AI & Automation: Not Just a Fortune 1000 Problem

How companies of every size might be impacted by trends in AI and Automation

A professionally-dressed woman leans up against a technology stack 

Many people may assume that Artificial Intelligence (AI) and automation are only going to make big sweeping changes to the largest of companies. However, in a survey of more than 500 human resource leaders across every company size, it’s clear that the impact will be widespread.

There is no escaping the reality that AI and automation are here to stay. Consider how often purchases are made online, or how much that people depend on technology to go about their daily tasks. The age of automation has already begun. The question now is how do businesses of every size continue to adapt and evolve so that we all keep up?

What Might Happen

There was a time when AI and automation were thought to only have a place in technology companies and the manufacturing industry. It is now known that AI and automation will likely affect every industry in some way within the next 5 years.

Technology and telecommunications is the industry likely to be affected the most, because, after all, this is a field that has always had its pulse on technology. Manufacturing will also be largely affected by AI and automation because it, in particular, has a high degree of rote tasks that can be automated.

However, all industries will be affected by AI and automation in some way, many for the better. Retail, hospitality, and medicine are fields that have been commonly thought to be automation-proof, yet recent research is showing otherwise. Even the building trades and the public sector will be affected by AI and automation in some way. While experts may not always agree with how these career fields will change, they do predict that change is most certainly coming.

Bigger companies will be affected by AI and automation the most because they can best afford to invest in technology upgrades, and because they have large numbers of staff who will be affected as new change is implemented. However, even though smaller companies typically have fewer staff who are less specialized, changes in technology will affect everyone.

### [MATERIAL SUPPLIED]
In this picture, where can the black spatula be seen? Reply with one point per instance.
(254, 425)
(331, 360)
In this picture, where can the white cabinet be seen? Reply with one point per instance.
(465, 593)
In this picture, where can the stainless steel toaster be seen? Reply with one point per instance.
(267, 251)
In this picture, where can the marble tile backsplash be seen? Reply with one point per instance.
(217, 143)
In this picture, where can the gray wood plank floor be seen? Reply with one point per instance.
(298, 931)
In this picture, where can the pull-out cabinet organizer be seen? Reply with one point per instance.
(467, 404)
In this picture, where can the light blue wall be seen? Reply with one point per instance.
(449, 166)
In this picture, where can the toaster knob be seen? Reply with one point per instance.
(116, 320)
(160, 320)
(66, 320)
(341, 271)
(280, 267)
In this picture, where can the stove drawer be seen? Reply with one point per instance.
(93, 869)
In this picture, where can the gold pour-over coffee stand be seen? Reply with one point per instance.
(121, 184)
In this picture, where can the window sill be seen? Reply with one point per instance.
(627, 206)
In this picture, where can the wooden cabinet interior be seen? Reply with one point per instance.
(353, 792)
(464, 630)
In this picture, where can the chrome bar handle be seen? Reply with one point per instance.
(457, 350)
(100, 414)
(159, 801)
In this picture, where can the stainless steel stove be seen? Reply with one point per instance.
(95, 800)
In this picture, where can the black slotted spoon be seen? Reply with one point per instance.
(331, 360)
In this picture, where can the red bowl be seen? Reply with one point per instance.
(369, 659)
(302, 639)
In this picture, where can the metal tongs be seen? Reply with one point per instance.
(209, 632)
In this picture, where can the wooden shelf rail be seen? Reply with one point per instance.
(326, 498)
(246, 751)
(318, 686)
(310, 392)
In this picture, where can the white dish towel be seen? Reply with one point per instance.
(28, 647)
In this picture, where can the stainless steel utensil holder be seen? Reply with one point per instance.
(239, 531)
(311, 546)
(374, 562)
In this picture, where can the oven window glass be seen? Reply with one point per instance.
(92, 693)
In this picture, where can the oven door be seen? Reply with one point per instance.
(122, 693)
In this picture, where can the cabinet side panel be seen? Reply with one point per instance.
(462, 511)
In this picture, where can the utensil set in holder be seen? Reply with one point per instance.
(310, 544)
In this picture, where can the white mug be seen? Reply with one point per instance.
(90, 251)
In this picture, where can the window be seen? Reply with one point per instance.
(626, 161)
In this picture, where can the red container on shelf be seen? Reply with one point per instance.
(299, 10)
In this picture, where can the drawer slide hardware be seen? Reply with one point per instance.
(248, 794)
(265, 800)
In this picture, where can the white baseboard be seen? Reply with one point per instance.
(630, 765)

### [TASKS TO CARRY OUT]
a - In the article on AI and automation, rewrite the part that opens with the words containing "Many people may" and closes with "all keep up?", putting "HR executives" in place of "human resource leaders".
b - According to the article on AI and automation, how many human resource leaders took part in the survey?
c - Continue the article on AI and automation from where it stops.

### [RESPONSES PER TASK]
a -
Many people may assume that Artificial Intelligence (AI) and automation are only going to make big sweeping changes to the largest of companies. However, in a survey of more than 500 HR executives across every company size, it’s clear that the impact will be widespread.

There is no escaping the reality that AI and automation are here to stay. Consider how often purchases are made online, or how much that people depend on technology to go about their daily tasks. The age of automation has already begun. The question now is how do businesses of every size continue to adapt and evolve so that we all keep up?

b - More than 500.

c -
The good news is that, across all aspects of the business world, the predicted influx of technology will make more staff members available for more meaningful work, instead of doing jobs that involve rote, routine functions. Jobs won’t necessarily all disappear, but many of them will morph into new versions of old positions, requiring a new set of skills.

How Can Companies and Employees Best Prepare?

The best way for companies and employees to prepare for inevitable changes in the workforce is to upskill. Upskilling, at its simplest, means to train for and learn new skills. Considering that as much as 25% of the current workforce will need new skills to remain competitive in the workforce as AI and automation takes hold, companies big and small would do well to incorporate a plan now to prepare for assisting employees with continuing education and skills development as their business evolves.

There are a number of ways that companies and employees alike can prepare for anticipated changes in the workforce.

  • Career counseling and mentorship programs are effective, low-cost ways for companies of every size to offer opportunities for training and upskilling to employees. This will help prepare staff for potential changes in the industry while keeping the business competitive at the same time.
  • Companies big and small would do well to help prepare their workforce for potential changes in the technology landscape by continuously identifying new positions that might be suitable for existing employees within the company. This would help employees change along with the needs of the organization.
  • Providing tuition assistance or reimbursement for college classes or additional training is also beneficial. Additional college level coursework, either to earn a new degree or to complement an existing one, will best prepare workers to be competitive in an increasingly automated world.
  • Both companies and employees alike should seek opportunities to offer or earn badges or other non-degree, alternative credentials, often known as micro-credentials.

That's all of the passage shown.